### INSTRUCTIONS FOR THE TASK
Could you recast every one of the rows below as a numbered list, skipping blank lines and leaving the pictures out?
* * * * * * * * *
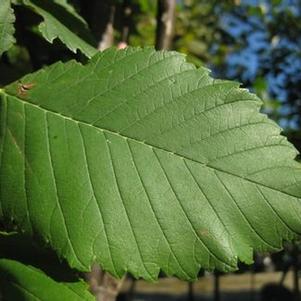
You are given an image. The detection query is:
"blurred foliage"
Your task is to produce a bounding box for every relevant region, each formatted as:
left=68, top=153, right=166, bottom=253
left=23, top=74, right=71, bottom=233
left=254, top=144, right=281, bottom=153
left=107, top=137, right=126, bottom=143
left=0, top=0, right=301, bottom=140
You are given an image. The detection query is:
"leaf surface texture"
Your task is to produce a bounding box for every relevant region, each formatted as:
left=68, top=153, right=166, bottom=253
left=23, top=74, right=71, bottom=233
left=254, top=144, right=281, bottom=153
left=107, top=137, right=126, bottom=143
left=0, top=48, right=301, bottom=279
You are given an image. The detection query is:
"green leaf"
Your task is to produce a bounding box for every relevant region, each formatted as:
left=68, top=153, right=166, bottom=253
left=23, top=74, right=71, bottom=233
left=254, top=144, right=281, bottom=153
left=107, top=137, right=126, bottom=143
left=0, top=0, right=15, bottom=55
left=23, top=0, right=97, bottom=58
left=0, top=258, right=95, bottom=301
left=0, top=48, right=301, bottom=279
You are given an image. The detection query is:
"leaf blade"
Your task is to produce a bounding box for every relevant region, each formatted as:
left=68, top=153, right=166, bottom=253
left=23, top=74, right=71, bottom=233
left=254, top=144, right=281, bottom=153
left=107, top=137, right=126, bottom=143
left=0, top=0, right=16, bottom=55
left=1, top=48, right=301, bottom=279
left=0, top=258, right=94, bottom=301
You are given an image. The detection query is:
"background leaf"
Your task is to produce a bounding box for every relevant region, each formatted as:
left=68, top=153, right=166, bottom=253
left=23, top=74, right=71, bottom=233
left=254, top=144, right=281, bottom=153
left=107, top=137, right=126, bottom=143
left=23, top=0, right=97, bottom=57
left=0, top=258, right=95, bottom=301
left=0, top=48, right=301, bottom=279
left=0, top=0, right=15, bottom=55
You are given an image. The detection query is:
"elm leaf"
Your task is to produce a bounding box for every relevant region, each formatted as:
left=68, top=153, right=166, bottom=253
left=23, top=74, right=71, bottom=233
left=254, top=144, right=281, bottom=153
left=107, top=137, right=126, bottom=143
left=0, top=48, right=301, bottom=279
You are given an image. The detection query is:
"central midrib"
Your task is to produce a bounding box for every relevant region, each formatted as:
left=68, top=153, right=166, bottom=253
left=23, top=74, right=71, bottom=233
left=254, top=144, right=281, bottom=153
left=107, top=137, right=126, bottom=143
left=0, top=90, right=299, bottom=199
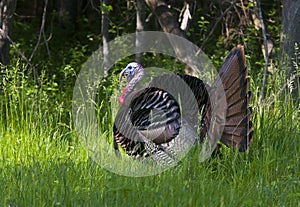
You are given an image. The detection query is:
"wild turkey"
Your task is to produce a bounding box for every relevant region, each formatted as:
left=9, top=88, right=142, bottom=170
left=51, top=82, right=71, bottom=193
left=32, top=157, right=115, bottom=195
left=113, top=46, right=253, bottom=165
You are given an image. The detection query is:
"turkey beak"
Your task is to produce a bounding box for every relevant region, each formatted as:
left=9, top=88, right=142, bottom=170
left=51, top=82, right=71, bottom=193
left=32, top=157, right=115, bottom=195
left=119, top=68, right=127, bottom=86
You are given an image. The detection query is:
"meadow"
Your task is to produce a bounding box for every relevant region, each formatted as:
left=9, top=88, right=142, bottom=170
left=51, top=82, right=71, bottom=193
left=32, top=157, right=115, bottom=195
left=0, top=60, right=300, bottom=207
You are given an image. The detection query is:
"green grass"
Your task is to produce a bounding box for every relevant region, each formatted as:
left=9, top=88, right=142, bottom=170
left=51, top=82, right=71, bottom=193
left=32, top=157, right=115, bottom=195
left=0, top=64, right=300, bottom=207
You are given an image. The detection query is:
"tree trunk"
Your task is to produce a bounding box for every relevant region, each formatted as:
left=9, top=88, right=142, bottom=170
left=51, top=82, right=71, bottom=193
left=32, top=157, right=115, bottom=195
left=54, top=0, right=79, bottom=34
left=0, top=0, right=17, bottom=65
left=135, top=0, right=145, bottom=63
left=145, top=0, right=197, bottom=76
left=281, top=0, right=300, bottom=98
left=101, top=0, right=110, bottom=75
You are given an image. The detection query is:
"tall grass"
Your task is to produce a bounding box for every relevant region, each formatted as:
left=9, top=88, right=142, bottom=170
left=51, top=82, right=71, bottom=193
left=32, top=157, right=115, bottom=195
left=0, top=59, right=300, bottom=206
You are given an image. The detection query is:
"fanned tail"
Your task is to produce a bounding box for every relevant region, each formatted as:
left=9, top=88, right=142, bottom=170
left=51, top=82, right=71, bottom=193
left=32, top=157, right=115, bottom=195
left=219, top=45, right=253, bottom=152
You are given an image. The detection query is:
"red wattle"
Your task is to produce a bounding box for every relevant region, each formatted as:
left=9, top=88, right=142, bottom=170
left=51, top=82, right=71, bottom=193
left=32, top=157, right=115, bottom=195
left=118, top=96, right=125, bottom=105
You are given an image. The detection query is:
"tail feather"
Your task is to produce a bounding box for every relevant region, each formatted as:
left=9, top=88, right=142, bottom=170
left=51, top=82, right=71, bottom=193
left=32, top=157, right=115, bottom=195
left=214, top=45, right=253, bottom=151
left=227, top=93, right=251, bottom=117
* * * * * * * * *
### FULL RESPONSE
1. You are given an image. The detection query is:
2. "blurred foliage"
3. Your task is to produce a bounding box for every relevant region, each formatted as:
4. left=68, top=153, right=166, bottom=253
5. left=23, top=74, right=71, bottom=233
6. left=254, top=144, right=281, bottom=153
7. left=107, top=137, right=126, bottom=143
8. left=0, top=0, right=301, bottom=140
9. You are given an image. The detection query is:
10. "leaf surface texture"
11. Your task is to produce a bounding box for every relevant region, each formatted as:
12. left=68, top=153, right=166, bottom=253
13. left=23, top=74, right=71, bottom=233
14. left=254, top=144, right=281, bottom=153
15. left=107, top=137, right=126, bottom=143
16. left=0, top=48, right=301, bottom=279
17. You are given an image. The detection query is:
18. "green leaf"
19. Your task is to produce a bounding box for every relevant region, each formatted as:
20. left=68, top=153, right=166, bottom=253
21. left=23, top=74, right=71, bottom=233
22. left=254, top=144, right=281, bottom=153
23. left=107, top=137, right=126, bottom=143
24. left=0, top=0, right=15, bottom=55
25. left=23, top=0, right=97, bottom=58
26. left=0, top=258, right=95, bottom=301
27. left=0, top=48, right=301, bottom=279
28. You are given an image. The detection query is:
29. "leaf blade"
30. Your task is to produce a bounding box for every relevant region, each formatted as:
31. left=68, top=153, right=166, bottom=253
32. left=23, top=74, right=71, bottom=233
33. left=254, top=144, right=281, bottom=153
34. left=107, top=137, right=126, bottom=143
35. left=0, top=0, right=16, bottom=55
36. left=1, top=48, right=301, bottom=279
37. left=0, top=258, right=94, bottom=301
38. You are given an image. The detection query is:
39. "background leaf"
40. Your task is to produce a bounding box for every relevant region, each formatted as:
41. left=68, top=153, right=166, bottom=253
42. left=23, top=74, right=71, bottom=233
43. left=254, top=144, right=281, bottom=153
44. left=107, top=137, right=126, bottom=143
45. left=23, top=0, right=97, bottom=57
46. left=0, top=258, right=95, bottom=301
47. left=0, top=48, right=301, bottom=279
48. left=0, top=0, right=15, bottom=55
49. You are given an image. The detection query is:
50. "elm leaf"
51. Your task is to produce a bounding box for every relevant region, each formatted as:
52. left=68, top=153, right=166, bottom=253
53. left=23, top=74, right=71, bottom=233
54. left=254, top=144, right=281, bottom=153
55. left=107, top=137, right=126, bottom=143
56. left=0, top=48, right=301, bottom=279
57. You are given an image. The detection query is:
58. "central midrib"
59. Your task is to produce a bounding box for every relevant region, each formatted as:
60. left=68, top=153, right=166, bottom=253
61. left=23, top=74, right=71, bottom=233
62. left=254, top=144, right=281, bottom=153
63. left=107, top=137, right=126, bottom=143
64. left=0, top=90, right=299, bottom=199
65. You are given an image. The detection query is:
66. "wild turkey"
67. Your task is to produce a bounding box for every relevant region, each formatted as:
68. left=9, top=88, right=142, bottom=170
69. left=51, top=82, right=71, bottom=193
70. left=32, top=157, right=115, bottom=195
71. left=113, top=46, right=253, bottom=165
72. You are given an image. The detection query is:
73. "turkey beak"
74. Your task is to produce a bounding box for every relevant region, each formatted as:
75. left=9, top=88, right=142, bottom=170
76. left=51, top=82, right=71, bottom=193
77. left=32, top=157, right=115, bottom=195
78. left=119, top=68, right=127, bottom=86
79. You are given an image. The detection query is:
80. "meadow"
81. Your task is to produce a bounding box for every relevant region, each formatted as:
82. left=9, top=88, right=142, bottom=170
83. left=51, top=82, right=71, bottom=193
84. left=32, top=157, right=115, bottom=195
85. left=0, top=60, right=300, bottom=207
86. You are given an image. The detection query is:
87. "green grass"
88. Your task is to produce a bounding box for every relevant region, each formatted as:
89. left=9, top=88, right=142, bottom=170
90. left=51, top=82, right=71, bottom=193
91. left=32, top=157, right=115, bottom=195
92. left=0, top=64, right=300, bottom=207
93. You are given an image. The detection query is:
94. "tree trunk"
95. Your task is to produce a bounding box for every relevant region, each formatted as:
96. left=9, top=88, right=142, bottom=170
97. left=51, top=82, right=71, bottom=193
98. left=32, top=157, right=115, bottom=195
99. left=54, top=0, right=79, bottom=34
100. left=0, top=0, right=17, bottom=65
101. left=135, top=0, right=145, bottom=63
102. left=145, top=0, right=197, bottom=76
103. left=281, top=0, right=300, bottom=98
104. left=101, top=0, right=110, bottom=75
105. You are given an image. The detection query is:
106. "tall grass"
107. Your task is to produce a bounding box for every relevant region, each formatted as:
108. left=9, top=88, right=142, bottom=170
109. left=51, top=82, right=71, bottom=193
110. left=32, top=157, right=115, bottom=195
111. left=0, top=59, right=300, bottom=206
112. You are given an image. The detection query is:
113. "fanned tail"
114. Your task is to produce a bounding box for every relevant region, each formatted as:
115. left=9, top=88, right=142, bottom=170
116. left=51, top=82, right=71, bottom=193
117. left=32, top=157, right=115, bottom=195
118. left=219, top=45, right=253, bottom=152
119. You are given an image. The detection query is:
120. "red wattle"
121. Your task is to produce a bounding box for every relevant region, each formatted as:
122. left=9, top=88, right=142, bottom=170
123. left=51, top=82, right=71, bottom=193
124. left=32, top=157, right=115, bottom=195
125. left=118, top=96, right=125, bottom=105
126. You are given an image. The detection query is:
127. "tail feather"
128. Your task is to produce a bounding box for every relevant region, each formatted as:
129. left=9, top=88, right=142, bottom=170
130. left=51, top=82, right=71, bottom=193
131. left=32, top=157, right=115, bottom=195
132. left=214, top=45, right=253, bottom=151
133. left=227, top=93, right=251, bottom=117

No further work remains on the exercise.